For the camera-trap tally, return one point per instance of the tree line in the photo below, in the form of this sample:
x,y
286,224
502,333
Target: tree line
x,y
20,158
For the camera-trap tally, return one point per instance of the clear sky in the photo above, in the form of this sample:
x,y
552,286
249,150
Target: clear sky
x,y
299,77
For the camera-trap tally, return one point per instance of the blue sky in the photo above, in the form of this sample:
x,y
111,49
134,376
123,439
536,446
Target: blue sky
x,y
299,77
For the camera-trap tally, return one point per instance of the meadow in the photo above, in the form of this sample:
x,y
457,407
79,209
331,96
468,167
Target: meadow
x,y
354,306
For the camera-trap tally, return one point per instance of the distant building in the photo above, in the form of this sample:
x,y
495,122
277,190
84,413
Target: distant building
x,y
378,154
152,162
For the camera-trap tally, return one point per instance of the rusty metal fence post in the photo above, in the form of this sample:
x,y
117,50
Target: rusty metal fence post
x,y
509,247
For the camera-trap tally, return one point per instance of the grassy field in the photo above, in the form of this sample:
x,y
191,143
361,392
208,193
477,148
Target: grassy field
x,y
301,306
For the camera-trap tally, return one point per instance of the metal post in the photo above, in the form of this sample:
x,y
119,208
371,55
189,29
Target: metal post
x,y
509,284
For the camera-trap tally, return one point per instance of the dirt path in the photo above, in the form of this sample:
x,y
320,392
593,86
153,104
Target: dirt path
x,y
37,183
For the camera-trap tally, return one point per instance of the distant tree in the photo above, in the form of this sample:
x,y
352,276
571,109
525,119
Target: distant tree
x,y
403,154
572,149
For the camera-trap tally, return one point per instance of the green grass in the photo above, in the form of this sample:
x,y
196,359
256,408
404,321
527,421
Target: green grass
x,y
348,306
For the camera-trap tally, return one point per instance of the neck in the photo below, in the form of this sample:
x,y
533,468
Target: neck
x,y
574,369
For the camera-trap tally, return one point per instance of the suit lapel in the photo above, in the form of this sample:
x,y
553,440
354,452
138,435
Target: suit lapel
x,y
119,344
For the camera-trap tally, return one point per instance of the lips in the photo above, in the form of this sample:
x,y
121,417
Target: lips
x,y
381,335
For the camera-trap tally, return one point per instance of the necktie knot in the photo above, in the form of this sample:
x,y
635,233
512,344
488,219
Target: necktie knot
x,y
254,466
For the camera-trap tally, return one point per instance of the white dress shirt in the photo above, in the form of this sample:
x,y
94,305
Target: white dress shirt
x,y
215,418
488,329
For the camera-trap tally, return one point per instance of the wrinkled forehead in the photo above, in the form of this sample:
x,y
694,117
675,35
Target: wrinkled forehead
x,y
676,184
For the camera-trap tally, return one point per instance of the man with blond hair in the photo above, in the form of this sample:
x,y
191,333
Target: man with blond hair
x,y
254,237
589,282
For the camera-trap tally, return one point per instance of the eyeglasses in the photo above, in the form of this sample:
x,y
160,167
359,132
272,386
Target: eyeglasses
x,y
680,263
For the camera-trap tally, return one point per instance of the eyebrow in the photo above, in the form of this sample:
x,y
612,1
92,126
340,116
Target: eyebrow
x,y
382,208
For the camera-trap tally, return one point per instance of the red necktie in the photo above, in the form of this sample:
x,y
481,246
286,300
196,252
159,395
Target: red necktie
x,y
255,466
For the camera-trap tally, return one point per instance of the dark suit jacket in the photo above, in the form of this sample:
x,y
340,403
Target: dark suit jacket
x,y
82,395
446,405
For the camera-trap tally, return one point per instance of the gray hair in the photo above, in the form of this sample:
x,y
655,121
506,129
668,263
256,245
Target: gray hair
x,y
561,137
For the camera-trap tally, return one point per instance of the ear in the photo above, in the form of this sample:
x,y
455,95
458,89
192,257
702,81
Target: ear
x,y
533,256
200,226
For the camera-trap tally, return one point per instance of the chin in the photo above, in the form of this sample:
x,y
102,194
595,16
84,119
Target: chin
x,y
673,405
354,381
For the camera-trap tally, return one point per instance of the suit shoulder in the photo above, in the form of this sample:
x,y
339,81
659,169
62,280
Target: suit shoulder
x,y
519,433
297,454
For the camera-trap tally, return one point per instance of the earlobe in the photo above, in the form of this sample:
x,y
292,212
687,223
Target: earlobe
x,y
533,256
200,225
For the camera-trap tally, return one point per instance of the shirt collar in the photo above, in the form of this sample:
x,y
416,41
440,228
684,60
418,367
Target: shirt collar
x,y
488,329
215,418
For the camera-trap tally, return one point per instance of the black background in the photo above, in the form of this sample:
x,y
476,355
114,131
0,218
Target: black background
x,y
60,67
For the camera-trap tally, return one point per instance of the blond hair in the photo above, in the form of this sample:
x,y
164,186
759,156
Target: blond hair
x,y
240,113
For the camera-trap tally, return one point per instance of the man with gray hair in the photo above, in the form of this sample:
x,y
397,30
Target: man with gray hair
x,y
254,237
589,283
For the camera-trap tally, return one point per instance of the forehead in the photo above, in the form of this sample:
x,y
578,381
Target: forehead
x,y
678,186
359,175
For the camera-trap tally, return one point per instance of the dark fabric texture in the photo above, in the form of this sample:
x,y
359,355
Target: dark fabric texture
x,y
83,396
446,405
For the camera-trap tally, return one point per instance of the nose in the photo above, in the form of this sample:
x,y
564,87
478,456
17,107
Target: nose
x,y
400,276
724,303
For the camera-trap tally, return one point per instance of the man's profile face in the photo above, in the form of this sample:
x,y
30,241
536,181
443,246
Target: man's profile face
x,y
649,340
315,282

● ● ● ● ●

:: Goal of the exercise ::
Send back all of the entries exactly, with nothing missing.

:: Answer ::
For the camera-trap tally, return one point per instance of the tree line in the photo below, in the form of this sample:
x,y
286,224
502,333
Target: tree line
x,y
20,158
For the camera-trap tally, return one point per instance of the clear sky in the photo above, in the form of this sample:
x,y
552,286
249,150
Target: clear sky
x,y
299,77
For the camera-trap tally, return one point per instance of the blue sky in the photo above, in the form of this sample:
x,y
111,49
134,376
123,439
536,446
Target: blue sky
x,y
299,77
For the camera-trap tally, return one point per instance of the meadow in the photo above, in the form of this sample:
x,y
457,407
79,209
331,96
468,167
Target: meadow
x,y
354,306
For the camera-trap tally, return one point per instance of the distant building in the photo above, in the form of this sample:
x,y
495,122
277,190
84,413
Target: distant building
x,y
378,154
152,162
For the camera-trap tally, return one point per instance of the rusty metal fence post in the photo above, in the form of this sample:
x,y
117,50
Target: rusty metal fence post
x,y
509,247
For the camera-trap tally, return one point per instance of the grassy field in the photo above, in the form of this sample:
x,y
191,143
361,392
208,193
477,148
Target: grassy field
x,y
301,306
For the camera-trap tally, return one point per instance of the metal post in the photo above, in the form of this sample:
x,y
119,208
371,55
189,29
Target: metal post
x,y
509,284
For the camera-trap tally, return one point per instance of the dirt path in the photo above, in the form of this sample:
x,y
320,392
593,86
153,104
Target: dirt path
x,y
37,183
For the camera-trap tally, return one point per instance of the distant tree in the photo above, in the form of this sample:
x,y
352,276
571,109
525,119
Target: distant tree
x,y
403,154
572,149
For the camera-trap tally, return one point per instance of the green grass in the photo above, in the form of this sample:
x,y
196,359
256,408
404,321
527,421
Target: green grass
x,y
348,306
For the camera-trap tally, return one point per instance of the neck in the photo below, in the form of this sample:
x,y
533,468
Target: neck
x,y
574,369
For the camera-trap tally, return one point per instance of the suit lapel in the photo above, in the form of this sample:
x,y
553,440
354,452
138,435
Target: suit lapel
x,y
119,344
For the camera-trap tally, return one point per instance of the lips in the photo above, in the form of this sample:
x,y
121,417
Target: lips
x,y
381,335
For the camera-trap tally, return one point per instance of the necktie knot in the photo above, in the form of this sample:
x,y
635,233
512,344
488,219
Target: necktie knot
x,y
254,466
For the camera-trap tally, return one point per instance of the white dress shirt in the photo above, in the form of this sample:
x,y
94,305
Target: white dress shirt
x,y
215,418
488,329
For the camera-trap tally, return one point per instance of the wrinkled forehead in the photo above, in the form of this sample:
x,y
694,117
675,35
Target: wrinkled forehead
x,y
676,184
For the camera-trap tally, return one point per instance of the man with blond hair in the photo above, in the form of this sample:
x,y
191,333
Target: man with blond hair
x,y
254,237
589,282
For the camera-trap tally, return one point per instance of the eyeglasses in the photo above, in the form of this sample:
x,y
160,167
359,132
272,386
Target: eyeglasses
x,y
680,263
For the camera-trap tally, return one point per instance of the eyebrow in the photo above, in the form of this sample:
x,y
612,1
92,126
340,116
Target: eyebrow
x,y
382,208
For the camera-trap tally, return one point per instance of the red necktie in the photo above, in the form of this sample:
x,y
481,246
286,300
196,252
159,395
Target: red necktie
x,y
255,466
For the camera-trap tally, return one point per instance of the dark suit jacket in the photo above, in the form of this sample:
x,y
340,403
Target: dark suit jacket
x,y
82,395
446,405
For the camera-trap tally, return one point per instance of the gray hair in the photo above, in the form of this sample:
x,y
655,121
506,129
668,263
256,245
Target: gray hair
x,y
561,137
For the camera-trap tally, return one point per instance of the ear in the photo above, in the form of this sample:
x,y
455,95
458,89
192,257
702,81
Target: ear
x,y
533,256
200,226
For the camera-trap tally, return one point per instance of the chin in the photo above, in the form of this sample:
x,y
102,194
595,16
84,119
Target: chin
x,y
673,405
354,381
For the camera-trap tally, return one point per instance of the suit shoulder in the photo above, in the form of this sample:
x,y
339,81
659,169
62,280
Target: suit shoulder
x,y
519,433
297,454
For the camera-trap tally, return one point per instance of the earlobe in the photo above, in the form of this sample:
x,y
292,212
687,223
Target: earlobe
x,y
533,256
200,225
For the camera-trap tally, return one point per instance of the shirt collar in the photo above, in the form of this sample:
x,y
416,41
440,228
684,60
418,367
Target: shirt collar
x,y
488,329
215,418
For the camera-trap tally, return one point per instance of the black background in the photo above, in the form of this sample:
x,y
476,355
114,131
0,218
Target: black background
x,y
60,67
For the camera-trap tally, return one point per instance of the blond hair in the photo above, in the form of this sample:
x,y
164,186
759,156
Target: blond hair
x,y
240,113
For the camera-trap tally, return one point per instance of the man with gray hair in the photo above, in the form of this sample:
x,y
397,30
Target: man with gray hair
x,y
254,237
589,283
For the camera-trap tally, return one point per instance of the forehead in the photo above, in the form of this sample:
x,y
578,381
Target: forehead
x,y
678,186
359,175
For the camera-trap tally, return one point per instance of the dark fabric texture in the photo above, in the form of this sample:
x,y
359,355
Target: dark fabric texture
x,y
83,396
446,405
For the camera-trap tally, return one point per instance of the nose in the photo above, in the form of this sample:
x,y
564,87
478,456
17,107
Target: nose
x,y
400,276
724,303
For the camera-trap tally, return one point per instance of the man's profile face in the photo above, in the form of this sample:
x,y
30,241
536,181
443,246
Target: man's profile face
x,y
649,340
315,282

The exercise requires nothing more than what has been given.